DATA RECORDS
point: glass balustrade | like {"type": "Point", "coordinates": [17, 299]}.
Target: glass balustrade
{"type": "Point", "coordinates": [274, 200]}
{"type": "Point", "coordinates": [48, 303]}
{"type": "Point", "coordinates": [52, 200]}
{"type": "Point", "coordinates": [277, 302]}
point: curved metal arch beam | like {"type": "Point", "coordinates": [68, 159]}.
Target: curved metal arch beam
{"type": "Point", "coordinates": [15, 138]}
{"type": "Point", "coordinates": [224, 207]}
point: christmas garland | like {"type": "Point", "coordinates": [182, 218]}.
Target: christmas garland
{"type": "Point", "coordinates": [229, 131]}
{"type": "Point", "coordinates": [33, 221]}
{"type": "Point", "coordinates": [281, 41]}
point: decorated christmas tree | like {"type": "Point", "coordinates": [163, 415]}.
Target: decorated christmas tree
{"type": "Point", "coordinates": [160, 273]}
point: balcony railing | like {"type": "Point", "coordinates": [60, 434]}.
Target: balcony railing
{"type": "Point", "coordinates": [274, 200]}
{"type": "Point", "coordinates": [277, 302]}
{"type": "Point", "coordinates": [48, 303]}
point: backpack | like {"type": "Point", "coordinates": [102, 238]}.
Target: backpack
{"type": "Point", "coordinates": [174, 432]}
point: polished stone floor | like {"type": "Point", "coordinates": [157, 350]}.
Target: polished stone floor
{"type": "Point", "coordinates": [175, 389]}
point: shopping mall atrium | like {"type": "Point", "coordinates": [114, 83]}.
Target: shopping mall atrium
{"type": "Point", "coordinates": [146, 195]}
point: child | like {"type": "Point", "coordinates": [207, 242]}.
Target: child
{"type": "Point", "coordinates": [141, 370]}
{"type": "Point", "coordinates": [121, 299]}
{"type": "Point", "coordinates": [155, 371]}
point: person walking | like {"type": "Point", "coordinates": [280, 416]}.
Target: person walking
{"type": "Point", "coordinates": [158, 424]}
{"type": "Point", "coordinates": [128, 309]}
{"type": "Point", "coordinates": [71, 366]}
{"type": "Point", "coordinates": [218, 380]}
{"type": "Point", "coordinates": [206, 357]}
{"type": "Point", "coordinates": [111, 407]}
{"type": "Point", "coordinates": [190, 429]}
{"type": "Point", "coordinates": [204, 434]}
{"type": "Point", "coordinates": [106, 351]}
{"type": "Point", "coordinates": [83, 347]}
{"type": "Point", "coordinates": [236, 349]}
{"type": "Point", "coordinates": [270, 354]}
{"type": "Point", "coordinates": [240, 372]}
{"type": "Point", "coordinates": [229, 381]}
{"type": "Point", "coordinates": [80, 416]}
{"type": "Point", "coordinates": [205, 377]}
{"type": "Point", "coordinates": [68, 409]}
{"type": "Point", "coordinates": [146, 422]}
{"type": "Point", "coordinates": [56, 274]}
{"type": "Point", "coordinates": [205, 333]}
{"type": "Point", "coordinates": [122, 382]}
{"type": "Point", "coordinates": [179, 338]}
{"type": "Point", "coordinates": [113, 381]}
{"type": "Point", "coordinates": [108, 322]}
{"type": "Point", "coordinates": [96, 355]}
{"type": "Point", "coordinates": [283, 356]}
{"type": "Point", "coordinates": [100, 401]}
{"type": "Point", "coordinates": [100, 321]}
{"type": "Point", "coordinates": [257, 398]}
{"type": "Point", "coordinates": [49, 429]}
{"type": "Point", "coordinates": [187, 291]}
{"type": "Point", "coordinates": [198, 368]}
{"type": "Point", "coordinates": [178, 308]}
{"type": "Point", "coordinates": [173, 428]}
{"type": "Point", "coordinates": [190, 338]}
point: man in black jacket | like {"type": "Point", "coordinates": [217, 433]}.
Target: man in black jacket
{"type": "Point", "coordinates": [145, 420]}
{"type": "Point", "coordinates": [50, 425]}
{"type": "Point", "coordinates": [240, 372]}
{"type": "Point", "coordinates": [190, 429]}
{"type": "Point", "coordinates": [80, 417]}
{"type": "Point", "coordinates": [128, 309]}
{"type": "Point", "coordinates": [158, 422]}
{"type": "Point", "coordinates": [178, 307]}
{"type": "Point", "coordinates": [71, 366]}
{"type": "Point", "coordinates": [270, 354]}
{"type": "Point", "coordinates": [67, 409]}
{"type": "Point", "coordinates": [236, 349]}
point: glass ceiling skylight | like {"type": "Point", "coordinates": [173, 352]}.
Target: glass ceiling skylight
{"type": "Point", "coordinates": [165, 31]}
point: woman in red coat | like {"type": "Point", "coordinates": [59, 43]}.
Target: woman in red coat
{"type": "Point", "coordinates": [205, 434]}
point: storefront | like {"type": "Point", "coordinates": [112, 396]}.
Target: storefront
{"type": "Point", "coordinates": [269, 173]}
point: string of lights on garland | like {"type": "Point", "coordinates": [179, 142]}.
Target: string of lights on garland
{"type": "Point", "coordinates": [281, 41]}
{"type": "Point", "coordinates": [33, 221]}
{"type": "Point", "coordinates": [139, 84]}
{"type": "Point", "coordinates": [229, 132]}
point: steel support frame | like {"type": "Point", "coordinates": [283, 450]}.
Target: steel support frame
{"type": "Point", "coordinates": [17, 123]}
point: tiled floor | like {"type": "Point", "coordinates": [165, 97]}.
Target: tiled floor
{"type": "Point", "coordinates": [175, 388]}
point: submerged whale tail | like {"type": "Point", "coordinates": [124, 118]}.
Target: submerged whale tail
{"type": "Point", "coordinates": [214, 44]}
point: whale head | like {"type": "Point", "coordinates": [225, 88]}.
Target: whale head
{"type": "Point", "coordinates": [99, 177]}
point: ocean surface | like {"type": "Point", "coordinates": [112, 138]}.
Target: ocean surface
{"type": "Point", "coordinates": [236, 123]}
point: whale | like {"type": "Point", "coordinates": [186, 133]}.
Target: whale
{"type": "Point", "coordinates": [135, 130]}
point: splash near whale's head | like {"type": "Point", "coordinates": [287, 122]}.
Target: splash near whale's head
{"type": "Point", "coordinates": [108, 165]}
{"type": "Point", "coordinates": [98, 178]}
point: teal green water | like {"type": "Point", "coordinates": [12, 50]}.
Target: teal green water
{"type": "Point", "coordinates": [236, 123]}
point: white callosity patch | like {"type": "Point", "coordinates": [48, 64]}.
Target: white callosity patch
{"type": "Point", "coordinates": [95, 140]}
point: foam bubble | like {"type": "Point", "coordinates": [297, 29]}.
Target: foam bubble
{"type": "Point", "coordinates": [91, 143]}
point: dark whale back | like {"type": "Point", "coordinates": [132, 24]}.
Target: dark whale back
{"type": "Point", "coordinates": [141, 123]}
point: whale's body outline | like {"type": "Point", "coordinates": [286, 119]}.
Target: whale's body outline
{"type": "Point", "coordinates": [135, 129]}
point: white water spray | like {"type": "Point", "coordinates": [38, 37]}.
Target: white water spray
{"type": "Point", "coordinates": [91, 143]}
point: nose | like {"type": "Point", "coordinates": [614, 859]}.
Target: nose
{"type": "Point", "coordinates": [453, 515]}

TASK OBJECTIVE
Nothing beyond the line containing "point: child |" is to be output; the lines above, from the first one onward to that line, are to be transcribed exactly.

ANSWER SPACE
point: glass balustrade | like {"type": "Point", "coordinates": [17, 299]}.
Target: glass balustrade
{"type": "Point", "coordinates": [274, 200]}
{"type": "Point", "coordinates": [48, 303]}
{"type": "Point", "coordinates": [52, 200]}
{"type": "Point", "coordinates": [277, 302]}
point: curved metal arch beam | like {"type": "Point", "coordinates": [68, 159]}.
Target: curved metal arch beam
{"type": "Point", "coordinates": [15, 138]}
{"type": "Point", "coordinates": [224, 207]}
point: christmas garland | like {"type": "Point", "coordinates": [182, 218]}.
Target: christmas garland
{"type": "Point", "coordinates": [229, 131]}
{"type": "Point", "coordinates": [33, 221]}
{"type": "Point", "coordinates": [281, 41]}
point: decorated christmas tree | like {"type": "Point", "coordinates": [163, 415]}.
Target: decorated christmas tree
{"type": "Point", "coordinates": [160, 273]}
point: balcony railing | like {"type": "Point", "coordinates": [60, 434]}.
Target: balcony railing
{"type": "Point", "coordinates": [274, 200]}
{"type": "Point", "coordinates": [277, 302]}
{"type": "Point", "coordinates": [48, 303]}
point: backpack | like {"type": "Point", "coordinates": [102, 238]}.
Target: backpack
{"type": "Point", "coordinates": [174, 432]}
point: polished stone floor | like {"type": "Point", "coordinates": [157, 350]}.
Target: polished stone floor
{"type": "Point", "coordinates": [175, 389]}
point: shopping mall atrium | like {"type": "Point", "coordinates": [114, 83]}.
Target: shopping mall atrium
{"type": "Point", "coordinates": [146, 195]}
point: child | like {"type": "Point", "coordinates": [207, 242]}.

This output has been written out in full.